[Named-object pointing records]
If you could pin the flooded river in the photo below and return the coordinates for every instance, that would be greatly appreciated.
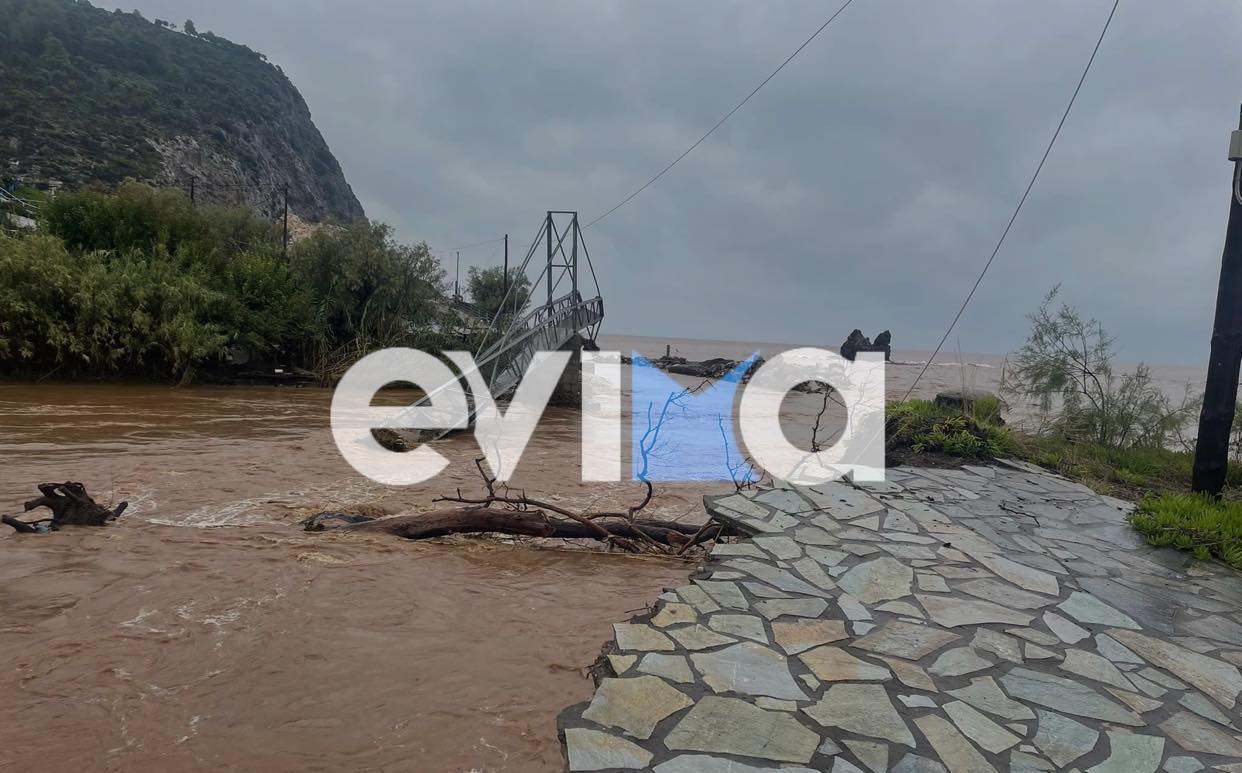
(205, 630)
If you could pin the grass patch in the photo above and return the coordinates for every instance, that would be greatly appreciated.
(922, 426)
(922, 433)
(1130, 474)
(1207, 527)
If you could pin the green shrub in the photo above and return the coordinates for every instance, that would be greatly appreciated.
(139, 282)
(1192, 522)
(923, 426)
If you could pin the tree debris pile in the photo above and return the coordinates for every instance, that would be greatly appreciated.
(70, 505)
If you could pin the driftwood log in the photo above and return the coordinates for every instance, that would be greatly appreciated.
(70, 505)
(521, 522)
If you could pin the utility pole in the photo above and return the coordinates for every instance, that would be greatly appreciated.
(285, 239)
(1221, 392)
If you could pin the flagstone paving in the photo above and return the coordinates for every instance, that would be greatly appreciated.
(968, 620)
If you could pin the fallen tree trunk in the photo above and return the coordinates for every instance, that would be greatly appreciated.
(527, 523)
(70, 505)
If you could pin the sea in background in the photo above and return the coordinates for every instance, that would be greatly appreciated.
(951, 369)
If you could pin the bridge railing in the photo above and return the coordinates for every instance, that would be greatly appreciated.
(545, 328)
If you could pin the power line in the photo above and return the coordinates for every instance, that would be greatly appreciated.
(477, 244)
(727, 116)
(1021, 201)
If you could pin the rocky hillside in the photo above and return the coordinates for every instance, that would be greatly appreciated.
(93, 96)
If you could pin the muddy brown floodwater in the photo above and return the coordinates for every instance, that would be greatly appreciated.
(150, 645)
(205, 630)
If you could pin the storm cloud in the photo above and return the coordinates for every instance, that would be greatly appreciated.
(865, 187)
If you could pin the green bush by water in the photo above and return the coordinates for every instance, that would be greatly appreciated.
(140, 283)
(1207, 527)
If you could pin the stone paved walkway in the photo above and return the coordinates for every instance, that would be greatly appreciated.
(978, 619)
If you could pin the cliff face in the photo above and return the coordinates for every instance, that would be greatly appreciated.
(92, 96)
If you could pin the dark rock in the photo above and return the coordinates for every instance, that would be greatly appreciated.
(857, 342)
(324, 521)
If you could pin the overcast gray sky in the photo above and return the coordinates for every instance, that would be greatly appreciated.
(865, 187)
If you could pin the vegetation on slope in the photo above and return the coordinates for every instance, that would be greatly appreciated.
(142, 283)
(87, 93)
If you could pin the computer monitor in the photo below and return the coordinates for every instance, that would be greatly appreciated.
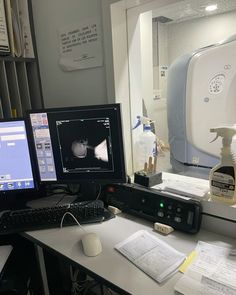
(16, 171)
(79, 144)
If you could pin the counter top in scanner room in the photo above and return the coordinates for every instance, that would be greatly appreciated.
(210, 208)
(111, 265)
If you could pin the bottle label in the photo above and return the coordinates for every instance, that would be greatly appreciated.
(222, 183)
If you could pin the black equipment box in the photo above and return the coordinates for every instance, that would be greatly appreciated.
(181, 213)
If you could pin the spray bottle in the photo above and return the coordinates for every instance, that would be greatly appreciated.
(146, 145)
(222, 176)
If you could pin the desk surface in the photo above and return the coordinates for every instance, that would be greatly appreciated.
(110, 265)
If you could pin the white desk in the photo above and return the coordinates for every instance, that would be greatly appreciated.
(110, 266)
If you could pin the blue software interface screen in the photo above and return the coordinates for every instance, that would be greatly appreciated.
(15, 168)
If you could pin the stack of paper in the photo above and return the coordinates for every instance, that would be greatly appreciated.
(153, 256)
(213, 272)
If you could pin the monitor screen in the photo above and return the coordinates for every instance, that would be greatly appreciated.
(16, 172)
(79, 144)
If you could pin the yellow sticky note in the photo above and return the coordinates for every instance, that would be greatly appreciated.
(188, 261)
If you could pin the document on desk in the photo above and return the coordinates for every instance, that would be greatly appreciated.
(4, 254)
(212, 273)
(152, 255)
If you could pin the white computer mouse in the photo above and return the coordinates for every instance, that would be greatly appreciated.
(91, 243)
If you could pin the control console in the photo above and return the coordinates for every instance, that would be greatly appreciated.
(182, 214)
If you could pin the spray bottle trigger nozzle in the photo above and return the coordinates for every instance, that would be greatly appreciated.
(215, 138)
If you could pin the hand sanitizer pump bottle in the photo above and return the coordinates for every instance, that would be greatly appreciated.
(222, 176)
(147, 143)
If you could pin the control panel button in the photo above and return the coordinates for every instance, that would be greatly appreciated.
(177, 219)
(160, 214)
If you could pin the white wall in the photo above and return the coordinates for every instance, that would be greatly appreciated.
(190, 35)
(61, 88)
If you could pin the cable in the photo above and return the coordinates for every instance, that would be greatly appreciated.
(99, 192)
(75, 219)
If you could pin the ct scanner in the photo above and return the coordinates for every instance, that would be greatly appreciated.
(201, 94)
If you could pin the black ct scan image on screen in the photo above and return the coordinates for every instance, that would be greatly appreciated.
(79, 144)
(85, 145)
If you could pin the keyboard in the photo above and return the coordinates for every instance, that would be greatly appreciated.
(50, 217)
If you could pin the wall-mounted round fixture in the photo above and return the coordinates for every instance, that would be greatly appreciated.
(211, 7)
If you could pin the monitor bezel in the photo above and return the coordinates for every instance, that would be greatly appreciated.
(22, 193)
(122, 175)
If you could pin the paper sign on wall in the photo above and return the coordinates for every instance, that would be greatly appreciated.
(80, 45)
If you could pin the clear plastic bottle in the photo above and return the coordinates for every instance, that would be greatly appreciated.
(222, 176)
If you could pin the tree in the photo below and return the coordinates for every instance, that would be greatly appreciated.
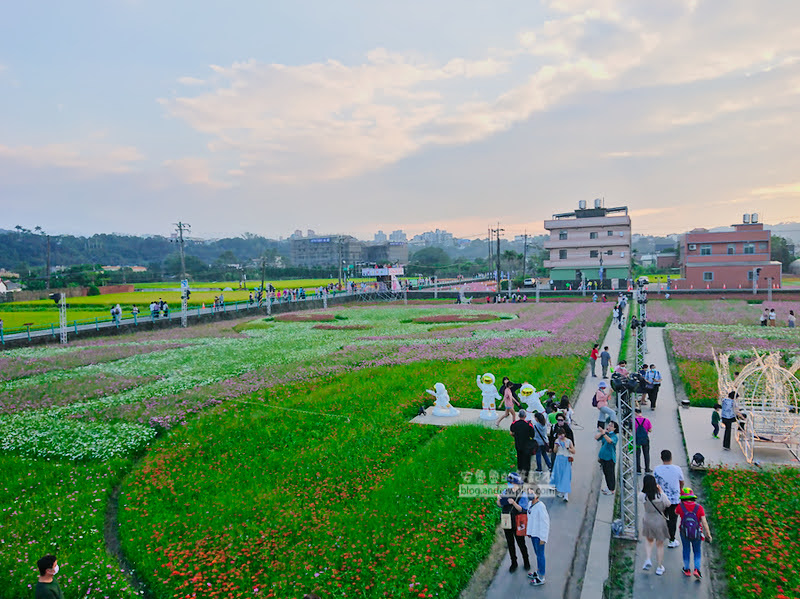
(780, 251)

-- Set problem --
Repeat the records above exactly, leaving out any pictures they contain.

-- Solution to the exercise --
If you could pin the flooded river in the photo below and return the coordinates for every instance, that would be greatly appreciated.
(205, 630)
If you could pin the grass patch in the photo above and return the coordinates for every instance, that would be greatly appreciated.
(922, 426)
(922, 433)
(1130, 474)
(1207, 527)
If you could pin the green shrub in the photo above and return the coordinates for every instance, that would be greatly appreciated.
(139, 282)
(1192, 522)
(923, 426)
If you could pin the tree debris pile in the photo above and return the coordinates for every instance, that would be greatly appreciated.
(70, 505)
If you could pin the driftwood log in the photo above and return the coordinates for every instance, that would be greatly appreciated.
(70, 505)
(521, 522)
If you could pin the utility pole in the photo above and return the coordinates for every instance, that would be greatly appreciated.
(285, 239)
(1221, 392)
If you could pin the flagstone paving in the photo above and return the coordinates for every instance, that would be greatly appreciated.
(968, 620)
If you could pin the fallen tree trunk in the photo above and return the coordinates for every instance, that would be greatly appreciated.
(527, 523)
(70, 505)
If you could pin the sea in background in the photo above and return the coordinates for every instance, that would be greatly appreciated.
(951, 369)
If you could pin the bridge railing in the photo above and return the coordinates for every instance, that would be greatly appreciated.
(545, 328)
If you could pin the power line in the photo above and return the coordinates for every instance, that would be greatly appreciated.
(477, 244)
(727, 116)
(1021, 201)
If you could pin the rocky hillside in the photo above and return the coordinates for every instance, that would be greatly appreciated.
(93, 96)
If you could pin the muddy brown floodwater in the photo above and return the coordinates for every instance, that would be greatly appreciated.
(150, 645)
(205, 630)
If you could pin the storm cloud in the photo above and return the coordinates for every instance, that would be greatly appreciated.
(865, 187)
If you could pin the green bush by water in the photo above and return the coordinates for every instance, that would be greatly appreciated.
(140, 283)
(1207, 527)
If you could pin the stone paved walkway in the photo above and return the coordinates for every instance, that would be greatly appreciated.
(978, 619)
If you could pin the cliff face in the photo above and return the coordinates for every instance, that would be greatly appreciated.
(92, 96)
If you could pin the dark rock in the photo above and return the coordinates for every instance, that would be greatly appreciated.
(857, 342)
(324, 521)
If you could pin the overcast gray sky in the photo above and return the coordinates for every instance, that would be greatly appreciated.
(865, 187)
If you could pin the vegetation on slope in the photo above and return the coordinates for every instance, that would be greatly appreciated.
(142, 283)
(87, 93)
If you could pin the computer monitor in the photo below and return the coordinates for every instance, that would be greatly appreciated.
(16, 171)
(79, 144)
If you could pin the counter top in scanner room in the photo above and return the coordinates for every instance, that would be greatly appreciated.
(210, 208)
(111, 265)
If you could pin the bottle label in the photo above and return the coordinates for every instance, that would be greatly appreciated.
(222, 183)
If you could pin the black equipment box in the photo above and return the coordinates for every instance, that would be greatly appreciated.
(181, 213)
If you could pin the spray bottle in the photo above and return the coordinates for every instance, that would be greatly appreciated.
(146, 145)
(222, 176)
If you could pin the desk surface in the photo above and return the coordinates for every instance, that would be greatly appreciated.
(110, 265)
If you could pin the white desk in the photo above and return the coordinates for every instance, that would be greatly appreciated.
(110, 266)
If you could pin the blue software interface screen in the photo above and return the coordinates for every instance, that would be greatly appreciated.
(15, 168)
If you could pin the stack of paper in the photo above and return the coordinates for every instance, that would be greatly appreciated.
(153, 256)
(213, 272)
If you could pin the monitor screen in the photo above and return the coordinates for every instance, that would be greatly appreciated.
(16, 172)
(79, 144)
If you could pin the yellow sticky note in the photo above and return the coordinates for every instance, that would be greatly appreciated.
(188, 261)
If you could pin the document on desk in the photo above and return the coordinates for every instance, that would be greatly appreciated.
(4, 254)
(212, 273)
(152, 255)
If you could pin the white computer mouse in the photo above and return the coordinates for every instance, that would be greatly appreciated.
(91, 243)
If you could pin the control console in the photo above and return the coordinates for every instance, that would be greatly appreciated.
(182, 214)
If you could pin the spray bottle trigger nozzle in the photo above and return the coordinates for every instance, that would be greatly appreciated.
(215, 138)
If you could pin the hand sanitizer pump bottle in the photo above and return the coordinates for every instance, that would be greatly appreciated.
(222, 176)
(147, 143)
If you could pin the control panel button in the photo above and return the coordinates for every instance, that would be greatly appreciated.
(177, 219)
(160, 214)
If you could pin the white wall in the photo above and return the coordinates for every instance, that would be greatly appreciated.
(190, 35)
(61, 88)
If you could pin the cable in the photo above and return the coordinates for every instance, that would be greatly appreciated.
(99, 192)
(75, 219)
If you could pin the ct scanner in the photo above and return the coordinates for every instance, that would be greatly appreciated.
(201, 94)
If you could pin the black ct scan image on screen in the photo above and return the coordinates for every instance, that would be greatly appreciated.
(79, 144)
(85, 145)
If you could pin the keyboard in the photo above and return the coordinates for every instance, that would be greatly appreciated.
(50, 217)
If you could pin the wall-mounted round fixture in the photo above and return the coordinates for every instance, that would be greatly appreciated.
(211, 7)
If you could pin the monitor bezel in the photo above and return the coordinates for every instance, that would be greatly appreciated.
(22, 193)
(122, 175)
If you could pin the paper sign on wall in the photo above and return the coordinates for every instance, that would be greatly appreciated.
(80, 45)
If you could pin the clear plastic bottle in the photo above and return the coordinates for every instance, that would be greatly appreciated.
(222, 176)
If you could pin the tree in the photo below and return the coordinates for every instance, that would be greatly appreciated.
(780, 251)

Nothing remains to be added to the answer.